▶ _Extracted data_:
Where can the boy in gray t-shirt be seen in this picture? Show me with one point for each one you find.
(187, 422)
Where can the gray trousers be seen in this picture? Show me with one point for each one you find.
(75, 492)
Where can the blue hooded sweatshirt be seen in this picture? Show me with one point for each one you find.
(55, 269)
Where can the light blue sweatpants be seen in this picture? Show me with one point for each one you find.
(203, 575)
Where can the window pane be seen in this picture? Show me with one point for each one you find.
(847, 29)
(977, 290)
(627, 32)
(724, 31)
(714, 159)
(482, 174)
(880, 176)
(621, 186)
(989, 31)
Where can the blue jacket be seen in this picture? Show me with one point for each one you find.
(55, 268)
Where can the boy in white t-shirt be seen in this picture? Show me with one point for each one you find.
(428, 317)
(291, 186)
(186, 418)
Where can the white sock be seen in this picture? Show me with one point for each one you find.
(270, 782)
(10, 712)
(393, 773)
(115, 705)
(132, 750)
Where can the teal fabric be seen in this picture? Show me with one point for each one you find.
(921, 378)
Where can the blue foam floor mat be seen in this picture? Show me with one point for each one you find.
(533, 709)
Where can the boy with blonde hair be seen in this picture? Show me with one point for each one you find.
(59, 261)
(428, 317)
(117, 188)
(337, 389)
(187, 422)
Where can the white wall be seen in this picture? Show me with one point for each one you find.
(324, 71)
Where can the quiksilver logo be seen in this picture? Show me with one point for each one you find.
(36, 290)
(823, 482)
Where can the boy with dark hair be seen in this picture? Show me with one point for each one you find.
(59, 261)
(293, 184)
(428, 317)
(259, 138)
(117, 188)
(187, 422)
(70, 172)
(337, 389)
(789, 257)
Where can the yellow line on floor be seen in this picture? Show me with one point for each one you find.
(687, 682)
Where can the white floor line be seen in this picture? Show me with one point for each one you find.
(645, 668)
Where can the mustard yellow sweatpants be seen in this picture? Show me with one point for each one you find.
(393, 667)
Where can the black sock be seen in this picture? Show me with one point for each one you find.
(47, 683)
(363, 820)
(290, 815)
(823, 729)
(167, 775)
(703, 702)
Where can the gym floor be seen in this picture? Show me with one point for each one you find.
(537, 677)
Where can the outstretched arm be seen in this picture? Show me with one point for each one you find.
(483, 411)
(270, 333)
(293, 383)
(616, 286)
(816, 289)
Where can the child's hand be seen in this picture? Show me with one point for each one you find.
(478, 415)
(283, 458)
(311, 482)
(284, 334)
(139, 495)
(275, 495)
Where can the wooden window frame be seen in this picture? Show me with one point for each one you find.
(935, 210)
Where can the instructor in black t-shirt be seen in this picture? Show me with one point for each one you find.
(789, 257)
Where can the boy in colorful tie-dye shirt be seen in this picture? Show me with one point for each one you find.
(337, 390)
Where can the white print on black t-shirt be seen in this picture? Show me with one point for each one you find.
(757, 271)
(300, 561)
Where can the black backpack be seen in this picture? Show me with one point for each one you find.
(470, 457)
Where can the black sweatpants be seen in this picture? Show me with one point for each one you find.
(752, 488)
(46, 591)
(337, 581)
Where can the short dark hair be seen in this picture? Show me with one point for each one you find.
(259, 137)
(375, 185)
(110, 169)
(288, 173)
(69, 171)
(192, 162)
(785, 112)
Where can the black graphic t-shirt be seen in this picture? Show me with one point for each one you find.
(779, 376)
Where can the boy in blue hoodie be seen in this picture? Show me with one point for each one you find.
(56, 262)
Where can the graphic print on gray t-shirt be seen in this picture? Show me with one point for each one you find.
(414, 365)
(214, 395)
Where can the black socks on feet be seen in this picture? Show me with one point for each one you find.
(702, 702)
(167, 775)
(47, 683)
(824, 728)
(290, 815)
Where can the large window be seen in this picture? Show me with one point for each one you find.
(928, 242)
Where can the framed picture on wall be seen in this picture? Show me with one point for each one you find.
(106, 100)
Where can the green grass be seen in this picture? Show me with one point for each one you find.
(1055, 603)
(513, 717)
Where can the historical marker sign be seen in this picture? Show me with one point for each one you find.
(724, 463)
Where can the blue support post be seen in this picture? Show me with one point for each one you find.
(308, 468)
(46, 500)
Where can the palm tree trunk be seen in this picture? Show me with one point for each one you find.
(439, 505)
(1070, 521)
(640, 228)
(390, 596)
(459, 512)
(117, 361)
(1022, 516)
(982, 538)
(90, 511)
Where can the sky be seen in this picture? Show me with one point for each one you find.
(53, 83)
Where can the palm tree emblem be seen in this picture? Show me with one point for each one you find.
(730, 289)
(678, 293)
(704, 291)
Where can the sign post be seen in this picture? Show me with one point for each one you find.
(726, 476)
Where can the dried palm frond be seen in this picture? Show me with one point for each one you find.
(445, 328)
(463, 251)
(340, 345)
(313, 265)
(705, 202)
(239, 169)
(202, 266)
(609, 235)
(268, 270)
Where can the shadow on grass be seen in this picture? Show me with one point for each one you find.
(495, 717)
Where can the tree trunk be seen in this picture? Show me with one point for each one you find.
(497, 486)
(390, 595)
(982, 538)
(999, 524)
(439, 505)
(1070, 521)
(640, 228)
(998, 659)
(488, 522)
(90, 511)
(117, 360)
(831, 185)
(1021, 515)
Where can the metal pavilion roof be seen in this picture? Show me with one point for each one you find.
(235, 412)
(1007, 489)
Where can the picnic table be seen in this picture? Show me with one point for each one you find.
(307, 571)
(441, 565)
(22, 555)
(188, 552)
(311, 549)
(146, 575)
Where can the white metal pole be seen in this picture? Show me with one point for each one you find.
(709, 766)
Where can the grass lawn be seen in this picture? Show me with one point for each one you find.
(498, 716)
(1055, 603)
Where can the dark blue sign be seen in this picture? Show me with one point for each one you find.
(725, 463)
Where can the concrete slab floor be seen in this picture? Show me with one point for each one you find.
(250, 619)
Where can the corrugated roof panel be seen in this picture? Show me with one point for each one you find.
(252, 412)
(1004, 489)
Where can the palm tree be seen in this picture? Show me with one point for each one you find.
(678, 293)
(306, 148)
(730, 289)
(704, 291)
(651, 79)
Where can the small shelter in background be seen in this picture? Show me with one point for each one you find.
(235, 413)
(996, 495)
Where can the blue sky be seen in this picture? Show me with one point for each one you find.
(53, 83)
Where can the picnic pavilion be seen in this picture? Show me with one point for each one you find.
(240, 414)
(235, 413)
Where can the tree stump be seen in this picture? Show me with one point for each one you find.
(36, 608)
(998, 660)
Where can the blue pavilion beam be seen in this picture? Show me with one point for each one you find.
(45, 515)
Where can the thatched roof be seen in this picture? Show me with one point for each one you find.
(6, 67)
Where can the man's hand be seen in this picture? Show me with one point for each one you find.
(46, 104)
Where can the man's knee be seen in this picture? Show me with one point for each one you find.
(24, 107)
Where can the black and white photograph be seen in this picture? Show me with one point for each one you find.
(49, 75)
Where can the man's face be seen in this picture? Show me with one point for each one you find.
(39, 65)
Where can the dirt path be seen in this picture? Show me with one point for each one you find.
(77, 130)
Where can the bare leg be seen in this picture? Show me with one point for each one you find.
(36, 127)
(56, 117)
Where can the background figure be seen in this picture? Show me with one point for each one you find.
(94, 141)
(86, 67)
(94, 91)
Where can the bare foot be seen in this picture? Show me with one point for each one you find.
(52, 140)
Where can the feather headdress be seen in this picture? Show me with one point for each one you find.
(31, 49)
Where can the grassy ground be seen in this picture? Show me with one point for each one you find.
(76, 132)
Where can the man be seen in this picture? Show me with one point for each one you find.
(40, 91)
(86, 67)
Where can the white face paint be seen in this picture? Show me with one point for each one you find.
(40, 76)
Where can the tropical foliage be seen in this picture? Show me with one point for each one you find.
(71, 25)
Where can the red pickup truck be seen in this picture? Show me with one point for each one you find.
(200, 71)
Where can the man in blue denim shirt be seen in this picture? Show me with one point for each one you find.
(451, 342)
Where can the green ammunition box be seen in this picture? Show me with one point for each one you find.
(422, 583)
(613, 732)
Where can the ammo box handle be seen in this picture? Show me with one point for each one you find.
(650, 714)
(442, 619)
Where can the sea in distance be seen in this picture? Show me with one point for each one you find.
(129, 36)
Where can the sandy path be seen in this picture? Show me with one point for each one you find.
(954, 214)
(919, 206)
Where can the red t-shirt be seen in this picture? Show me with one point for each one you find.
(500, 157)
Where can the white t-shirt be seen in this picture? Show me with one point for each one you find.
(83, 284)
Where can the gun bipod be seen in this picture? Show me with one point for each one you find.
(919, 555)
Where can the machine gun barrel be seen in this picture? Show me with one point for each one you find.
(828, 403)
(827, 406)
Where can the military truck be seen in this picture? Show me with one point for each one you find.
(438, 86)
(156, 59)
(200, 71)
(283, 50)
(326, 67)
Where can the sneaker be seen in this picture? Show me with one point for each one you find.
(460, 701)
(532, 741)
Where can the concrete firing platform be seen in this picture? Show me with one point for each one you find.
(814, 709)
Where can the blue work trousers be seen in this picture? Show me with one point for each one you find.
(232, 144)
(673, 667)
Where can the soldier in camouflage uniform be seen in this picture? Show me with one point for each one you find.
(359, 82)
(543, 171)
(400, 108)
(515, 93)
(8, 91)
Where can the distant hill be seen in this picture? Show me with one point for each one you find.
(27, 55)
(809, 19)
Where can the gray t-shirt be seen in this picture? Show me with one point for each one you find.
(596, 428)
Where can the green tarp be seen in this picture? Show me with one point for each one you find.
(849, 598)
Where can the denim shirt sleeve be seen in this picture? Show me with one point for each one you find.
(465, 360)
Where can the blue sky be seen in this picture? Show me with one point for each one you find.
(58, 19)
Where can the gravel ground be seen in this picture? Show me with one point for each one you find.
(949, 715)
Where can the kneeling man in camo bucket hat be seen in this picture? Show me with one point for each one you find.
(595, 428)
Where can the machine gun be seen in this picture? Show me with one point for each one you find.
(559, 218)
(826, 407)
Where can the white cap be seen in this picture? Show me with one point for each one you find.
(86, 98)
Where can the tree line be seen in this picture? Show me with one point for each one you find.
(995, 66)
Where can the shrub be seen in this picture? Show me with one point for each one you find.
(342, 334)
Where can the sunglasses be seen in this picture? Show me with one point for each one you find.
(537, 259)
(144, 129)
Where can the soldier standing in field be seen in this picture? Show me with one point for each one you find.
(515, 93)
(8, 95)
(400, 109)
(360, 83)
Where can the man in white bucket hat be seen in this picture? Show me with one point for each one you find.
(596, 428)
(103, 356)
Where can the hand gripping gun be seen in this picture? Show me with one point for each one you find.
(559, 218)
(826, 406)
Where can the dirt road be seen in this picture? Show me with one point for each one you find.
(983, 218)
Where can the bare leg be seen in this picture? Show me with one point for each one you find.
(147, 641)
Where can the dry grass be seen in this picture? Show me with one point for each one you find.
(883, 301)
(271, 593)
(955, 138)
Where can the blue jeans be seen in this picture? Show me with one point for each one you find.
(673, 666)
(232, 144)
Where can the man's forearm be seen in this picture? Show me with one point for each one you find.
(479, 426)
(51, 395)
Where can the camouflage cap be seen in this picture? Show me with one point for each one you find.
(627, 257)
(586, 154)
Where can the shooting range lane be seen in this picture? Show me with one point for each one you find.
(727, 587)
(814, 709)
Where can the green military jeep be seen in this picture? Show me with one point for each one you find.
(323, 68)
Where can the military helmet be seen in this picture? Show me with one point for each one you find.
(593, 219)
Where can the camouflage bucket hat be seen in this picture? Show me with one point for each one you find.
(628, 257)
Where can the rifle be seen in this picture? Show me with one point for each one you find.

▶ _Your task_: What the answer should hold is an exact copy of each line from the one containing "Where can the camouflage bucket" to the final line of the listing above.

▶ _Reply_:
Where can the camouflage bucket hat be seen in this picture? Show me with one point for each one you find.
(628, 257)
Where can the rifle be seen in this picture? Show me with one point for each one you find.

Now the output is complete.